On 21 June, the trial was held. None of Ida Nudel’s friends or acquaintances was allowed into the courtroom. Ida Nudel stated that as long as they were not allowed in, she would not enter the courtroom. Then the court changed the degree of restraint imposed on her and she was taken into custody. The persons whom Ida Nudel had requested were not summoned to the court as witnesses; neither were those who had sent a request to the court in advance (for example, Abram Nizhnikov). Ida Nudel gave no evidence, neither during the pre-trial inquiry nor at the trial. She refused the lawyer assigned to her, but the court did not accept her refusal. The lawyer, Gavin, asked that the defendant be acquitted as there was no corpus delicti in her actions. In her final speech Ida Nudel said:
“So I must sum up my activities. The final speech — this phrase has a very solemn sound, almost as if it already belonged to the next world; then, there will be no more words, or words will no longer have any meaning.

### Data supplied
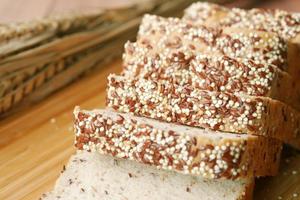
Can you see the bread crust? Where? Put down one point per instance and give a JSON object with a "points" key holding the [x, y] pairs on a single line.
{"points": [[171, 147], [200, 108], [283, 23], [207, 72]]}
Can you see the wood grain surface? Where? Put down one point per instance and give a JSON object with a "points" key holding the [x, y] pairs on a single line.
{"points": [[36, 142]]}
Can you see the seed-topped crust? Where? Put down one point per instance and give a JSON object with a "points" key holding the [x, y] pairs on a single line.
{"points": [[259, 46], [282, 23], [194, 151], [213, 73], [222, 111], [285, 24]]}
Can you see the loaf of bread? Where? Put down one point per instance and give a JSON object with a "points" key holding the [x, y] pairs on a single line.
{"points": [[262, 47], [285, 24], [91, 176], [170, 102], [207, 72], [189, 150]]}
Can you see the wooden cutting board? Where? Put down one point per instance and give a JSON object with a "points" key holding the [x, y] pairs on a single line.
{"points": [[36, 142]]}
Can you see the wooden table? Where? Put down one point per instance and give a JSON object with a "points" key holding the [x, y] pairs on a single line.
{"points": [[36, 142]]}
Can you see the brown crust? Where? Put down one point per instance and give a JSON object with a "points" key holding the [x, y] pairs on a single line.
{"points": [[213, 73], [262, 47], [202, 155], [283, 23], [200, 108]]}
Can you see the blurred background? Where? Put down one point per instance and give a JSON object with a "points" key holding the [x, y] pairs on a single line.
{"points": [[20, 10]]}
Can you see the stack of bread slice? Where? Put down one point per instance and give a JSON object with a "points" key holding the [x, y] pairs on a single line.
{"points": [[200, 109]]}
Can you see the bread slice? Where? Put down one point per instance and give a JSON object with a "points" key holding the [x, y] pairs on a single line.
{"points": [[262, 47], [285, 24], [91, 176], [184, 149], [213, 73], [168, 101]]}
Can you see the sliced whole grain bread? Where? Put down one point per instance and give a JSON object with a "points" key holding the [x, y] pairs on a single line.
{"points": [[168, 101], [91, 176], [285, 24], [262, 47], [211, 72], [188, 150]]}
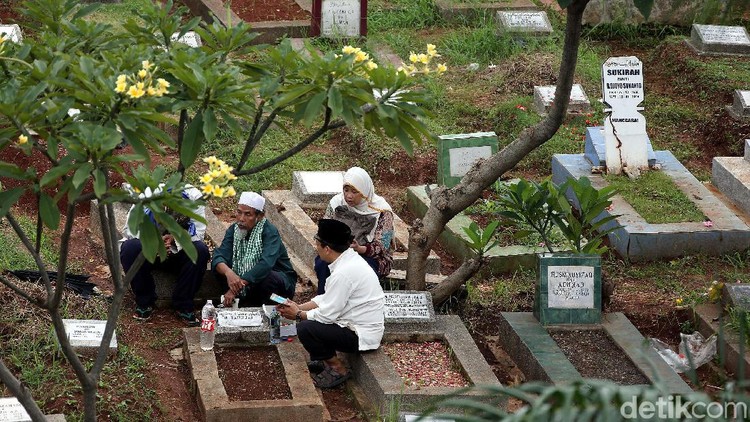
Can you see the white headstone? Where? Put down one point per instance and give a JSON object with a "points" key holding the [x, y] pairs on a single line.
{"points": [[531, 21], [624, 128], [340, 18], [544, 97], [190, 38], [461, 159], [87, 333], [570, 287], [12, 411], [13, 32]]}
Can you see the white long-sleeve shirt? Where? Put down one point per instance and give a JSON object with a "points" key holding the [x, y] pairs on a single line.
{"points": [[353, 299]]}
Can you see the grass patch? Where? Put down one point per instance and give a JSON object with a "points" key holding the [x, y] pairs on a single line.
{"points": [[656, 198]]}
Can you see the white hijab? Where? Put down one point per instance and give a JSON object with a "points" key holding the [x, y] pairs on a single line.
{"points": [[371, 205]]}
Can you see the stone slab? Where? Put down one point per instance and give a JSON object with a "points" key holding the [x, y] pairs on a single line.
{"points": [[736, 296], [374, 372], [317, 187], [544, 97], [595, 149], [720, 39], [297, 229], [213, 402], [455, 241], [524, 22], [472, 11], [12, 32], [710, 319], [409, 307], [87, 333], [638, 240]]}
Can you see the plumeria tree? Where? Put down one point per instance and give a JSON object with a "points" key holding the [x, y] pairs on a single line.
{"points": [[75, 91]]}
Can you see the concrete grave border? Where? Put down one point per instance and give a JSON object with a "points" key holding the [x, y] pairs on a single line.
{"points": [[213, 402], [375, 374], [638, 240], [541, 359]]}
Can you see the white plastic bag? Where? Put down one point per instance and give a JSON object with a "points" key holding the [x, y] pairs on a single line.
{"points": [[701, 351]]}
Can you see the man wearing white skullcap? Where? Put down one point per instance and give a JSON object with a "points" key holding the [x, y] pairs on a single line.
{"points": [[252, 259]]}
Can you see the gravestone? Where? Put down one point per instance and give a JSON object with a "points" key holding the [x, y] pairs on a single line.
{"points": [[526, 22], [544, 97], [457, 153], [11, 410], [339, 18], [720, 39], [740, 108], [624, 127], [568, 289], [409, 306], [87, 333], [191, 39], [317, 187], [12, 32]]}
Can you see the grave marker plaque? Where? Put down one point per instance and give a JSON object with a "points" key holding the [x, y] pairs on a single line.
{"points": [[544, 97], [568, 289], [11, 410], [457, 153], [409, 307], [531, 22], [87, 333], [624, 127], [339, 18], [12, 32], [720, 39]]}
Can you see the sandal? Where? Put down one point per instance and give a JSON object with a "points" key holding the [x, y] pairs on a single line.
{"points": [[316, 366], [329, 378]]}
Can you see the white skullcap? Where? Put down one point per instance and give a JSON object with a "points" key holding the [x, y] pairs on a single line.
{"points": [[252, 199]]}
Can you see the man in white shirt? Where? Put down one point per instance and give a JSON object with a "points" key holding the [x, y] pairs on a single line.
{"points": [[348, 317]]}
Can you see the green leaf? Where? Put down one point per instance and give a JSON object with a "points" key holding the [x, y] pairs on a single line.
{"points": [[8, 198], [191, 143], [48, 211]]}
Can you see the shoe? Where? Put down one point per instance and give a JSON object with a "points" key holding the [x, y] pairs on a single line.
{"points": [[329, 378], [143, 314], [316, 366], [188, 317]]}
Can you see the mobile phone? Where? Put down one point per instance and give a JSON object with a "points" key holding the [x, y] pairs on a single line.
{"points": [[278, 299]]}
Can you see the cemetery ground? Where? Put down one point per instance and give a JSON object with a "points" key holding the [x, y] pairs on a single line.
{"points": [[685, 104]]}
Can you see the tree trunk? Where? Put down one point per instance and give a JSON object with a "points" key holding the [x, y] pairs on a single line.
{"points": [[446, 203]]}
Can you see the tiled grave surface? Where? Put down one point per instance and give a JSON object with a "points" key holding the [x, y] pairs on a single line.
{"points": [[297, 229], [452, 11], [374, 372], [719, 39], [270, 31], [304, 406], [709, 320], [641, 241], [454, 239], [540, 359], [165, 282], [544, 97]]}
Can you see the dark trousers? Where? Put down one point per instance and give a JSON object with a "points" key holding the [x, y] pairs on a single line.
{"points": [[257, 294], [322, 341], [189, 275], [322, 271]]}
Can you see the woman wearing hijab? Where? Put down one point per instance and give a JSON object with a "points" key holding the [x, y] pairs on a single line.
{"points": [[370, 218]]}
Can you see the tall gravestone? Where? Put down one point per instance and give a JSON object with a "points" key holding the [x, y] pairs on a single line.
{"points": [[624, 126], [569, 289], [339, 18], [457, 153]]}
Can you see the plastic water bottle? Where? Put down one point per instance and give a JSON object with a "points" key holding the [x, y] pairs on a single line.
{"points": [[208, 326], [275, 326]]}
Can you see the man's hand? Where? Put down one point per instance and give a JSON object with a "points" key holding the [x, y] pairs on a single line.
{"points": [[288, 309]]}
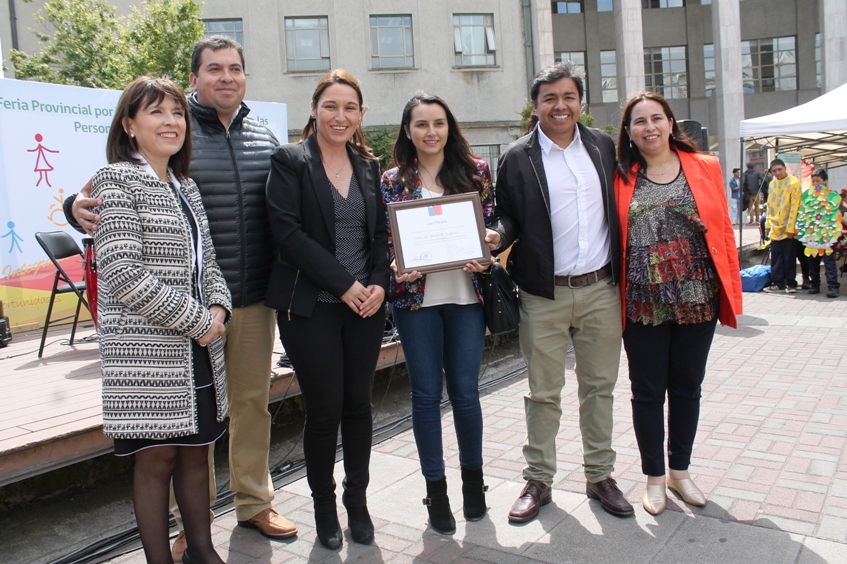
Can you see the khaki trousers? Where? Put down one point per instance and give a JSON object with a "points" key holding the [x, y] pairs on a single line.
{"points": [[248, 349], [591, 318]]}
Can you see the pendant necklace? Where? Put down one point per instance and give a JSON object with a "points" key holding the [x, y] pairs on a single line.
{"points": [[664, 171]]}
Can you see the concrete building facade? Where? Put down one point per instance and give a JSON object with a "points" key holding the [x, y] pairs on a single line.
{"points": [[788, 53], [718, 61], [472, 53]]}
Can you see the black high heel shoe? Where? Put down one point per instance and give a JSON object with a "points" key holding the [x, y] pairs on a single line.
{"points": [[328, 530], [361, 526]]}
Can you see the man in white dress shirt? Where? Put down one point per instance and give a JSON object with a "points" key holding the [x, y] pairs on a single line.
{"points": [[555, 202]]}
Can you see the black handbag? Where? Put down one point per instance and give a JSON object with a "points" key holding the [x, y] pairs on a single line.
{"points": [[501, 304]]}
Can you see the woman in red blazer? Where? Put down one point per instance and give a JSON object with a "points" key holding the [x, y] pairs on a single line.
{"points": [[681, 277]]}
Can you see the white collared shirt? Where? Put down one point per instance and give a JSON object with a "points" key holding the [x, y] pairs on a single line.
{"points": [[580, 231]]}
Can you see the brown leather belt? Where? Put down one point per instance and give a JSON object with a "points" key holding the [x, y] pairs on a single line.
{"points": [[584, 279]]}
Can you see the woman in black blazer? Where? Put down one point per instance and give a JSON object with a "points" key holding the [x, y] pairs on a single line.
{"points": [[328, 286]]}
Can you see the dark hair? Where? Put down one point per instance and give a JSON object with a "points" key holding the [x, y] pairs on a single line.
{"points": [[459, 173], [139, 94], [628, 153], [340, 76], [215, 43], [556, 72]]}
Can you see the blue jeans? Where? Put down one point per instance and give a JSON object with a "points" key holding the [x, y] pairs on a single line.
{"points": [[448, 338]]}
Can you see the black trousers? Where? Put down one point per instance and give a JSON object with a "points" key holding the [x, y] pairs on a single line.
{"points": [[334, 354], [666, 359], [784, 263]]}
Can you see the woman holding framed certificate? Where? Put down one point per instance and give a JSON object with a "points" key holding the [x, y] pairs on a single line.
{"points": [[439, 315], [328, 286]]}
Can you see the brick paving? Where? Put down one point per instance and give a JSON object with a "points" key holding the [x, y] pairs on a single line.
{"points": [[770, 456]]}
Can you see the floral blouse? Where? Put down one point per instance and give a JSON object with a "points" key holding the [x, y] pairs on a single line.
{"points": [[409, 295], [669, 273]]}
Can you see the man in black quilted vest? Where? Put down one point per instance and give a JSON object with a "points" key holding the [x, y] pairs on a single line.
{"points": [[230, 163]]}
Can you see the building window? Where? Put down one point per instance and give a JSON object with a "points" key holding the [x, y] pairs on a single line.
{"points": [[578, 59], [490, 154], [665, 71], [391, 41], [228, 28], [648, 4], [769, 65], [567, 7], [307, 44], [609, 76], [709, 64], [473, 39]]}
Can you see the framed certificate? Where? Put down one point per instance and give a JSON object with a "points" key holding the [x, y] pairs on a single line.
{"points": [[438, 234]]}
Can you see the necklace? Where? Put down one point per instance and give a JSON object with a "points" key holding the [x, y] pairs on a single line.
{"points": [[666, 170], [337, 172]]}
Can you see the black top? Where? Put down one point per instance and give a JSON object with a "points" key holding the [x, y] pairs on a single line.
{"points": [[522, 211], [351, 236], [303, 224]]}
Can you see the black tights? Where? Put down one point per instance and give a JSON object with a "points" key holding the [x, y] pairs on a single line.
{"points": [[334, 354], [154, 468]]}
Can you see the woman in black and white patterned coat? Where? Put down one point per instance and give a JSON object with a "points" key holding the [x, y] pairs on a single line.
{"points": [[162, 307]]}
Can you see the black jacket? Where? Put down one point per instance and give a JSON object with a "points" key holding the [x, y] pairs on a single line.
{"points": [[302, 217], [230, 167], [522, 209]]}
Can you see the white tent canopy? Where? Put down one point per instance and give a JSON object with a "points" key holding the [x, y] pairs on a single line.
{"points": [[818, 129]]}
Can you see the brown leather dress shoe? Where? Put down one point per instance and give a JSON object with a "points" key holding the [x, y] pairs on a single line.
{"points": [[180, 544], [534, 495], [271, 524], [610, 497]]}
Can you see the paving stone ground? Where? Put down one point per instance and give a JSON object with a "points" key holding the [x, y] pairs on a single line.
{"points": [[770, 456]]}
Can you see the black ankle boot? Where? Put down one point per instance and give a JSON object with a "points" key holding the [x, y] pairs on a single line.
{"points": [[361, 526], [328, 529], [438, 506], [473, 492]]}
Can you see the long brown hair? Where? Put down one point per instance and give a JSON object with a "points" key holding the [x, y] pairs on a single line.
{"points": [[459, 173], [139, 94], [340, 76], [628, 153]]}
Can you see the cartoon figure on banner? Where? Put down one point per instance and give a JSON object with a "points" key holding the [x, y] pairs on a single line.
{"points": [[57, 208], [819, 220], [42, 167], [15, 238]]}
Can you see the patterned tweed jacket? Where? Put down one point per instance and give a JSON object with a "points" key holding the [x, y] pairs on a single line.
{"points": [[147, 317]]}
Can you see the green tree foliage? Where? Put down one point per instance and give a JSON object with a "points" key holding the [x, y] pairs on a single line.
{"points": [[85, 43], [161, 37], [381, 141], [85, 47]]}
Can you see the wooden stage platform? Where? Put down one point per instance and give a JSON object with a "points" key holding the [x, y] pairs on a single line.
{"points": [[50, 414]]}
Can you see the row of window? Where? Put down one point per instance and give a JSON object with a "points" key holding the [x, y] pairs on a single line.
{"points": [[578, 6], [307, 41], [768, 65]]}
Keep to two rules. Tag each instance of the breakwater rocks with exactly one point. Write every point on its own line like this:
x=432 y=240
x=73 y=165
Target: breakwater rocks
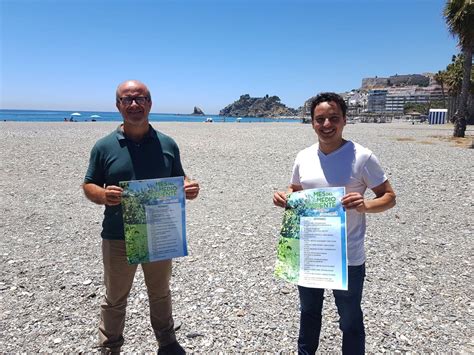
x=267 y=106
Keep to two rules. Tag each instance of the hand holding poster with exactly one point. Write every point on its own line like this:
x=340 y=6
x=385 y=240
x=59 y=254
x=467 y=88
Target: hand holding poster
x=154 y=219
x=312 y=246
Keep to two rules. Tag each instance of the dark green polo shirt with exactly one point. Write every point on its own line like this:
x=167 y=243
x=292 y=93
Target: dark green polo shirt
x=116 y=158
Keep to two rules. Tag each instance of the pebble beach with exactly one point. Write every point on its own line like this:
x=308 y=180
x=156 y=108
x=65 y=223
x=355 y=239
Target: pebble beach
x=418 y=289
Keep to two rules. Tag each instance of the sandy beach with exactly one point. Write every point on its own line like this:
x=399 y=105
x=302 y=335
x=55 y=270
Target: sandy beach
x=419 y=286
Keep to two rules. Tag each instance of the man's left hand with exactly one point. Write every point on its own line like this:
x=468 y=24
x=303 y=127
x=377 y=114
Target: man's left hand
x=191 y=189
x=354 y=200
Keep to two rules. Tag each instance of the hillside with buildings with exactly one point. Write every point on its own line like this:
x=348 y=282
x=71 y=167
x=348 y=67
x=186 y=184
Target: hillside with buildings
x=390 y=95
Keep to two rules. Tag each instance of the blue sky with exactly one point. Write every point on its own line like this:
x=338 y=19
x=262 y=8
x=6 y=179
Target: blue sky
x=72 y=54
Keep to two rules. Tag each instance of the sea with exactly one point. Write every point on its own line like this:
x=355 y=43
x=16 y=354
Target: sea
x=91 y=116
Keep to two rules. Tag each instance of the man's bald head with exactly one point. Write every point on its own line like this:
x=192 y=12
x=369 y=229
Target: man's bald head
x=131 y=84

### The task
Resume the account of Ida Nudel's trial after its last sentence. The data above has no connection to the account of Ida Nudel's trial.

### Expected answer
“On 1 June of this year I did the following: in desperation I affirmed my right to public expression of protest. But 1 am not being tried for this, although I have been formally charged with a demonstration on my balcony on 1 June and a demonstration on 4 June on Trubnaya Square. I am being tried for the past seven years, the most glorious years of my life. And if, many years from now, I must make another final speech, 1 am absolutely certain that I will again repeat that these seven years of my life, for which 1 am sitting today on the bench of the accused, have been the most difficult and the most glorious of my life.
“During these seven years I have learned to walk with my head proudly held high — as a person and as a Jew. These seven years of my life have been filled with struggle, for myself as well as for others. And each time I managed to save the life of another victim, my heart was filled with an extraordinary feeling, one that has no equal. Perhaps it is akin to what a woman feels after giving birth to a new life. Even if the rest of my life is grey and monotonous, none of you, my judges, can think up a retribution which will gain you revenge for my victorious triumph of these seven years.
“These seven years will make me conscious of the fact that my life was not lived in vain, and they will warm my heart.”
The court applied Article 43 of the Russian Criminal Code and sentenced Ida Nudel to 4 years’ exile. I. Nudel refused to appeal.
Ida Nudel was sent under escort to the village of Krivosheino, Tomsk Region, to serve her exile. She was released from escort on 1 August. (Thus, her term of exile ends on 1 April 1982). She is working as a cleaner.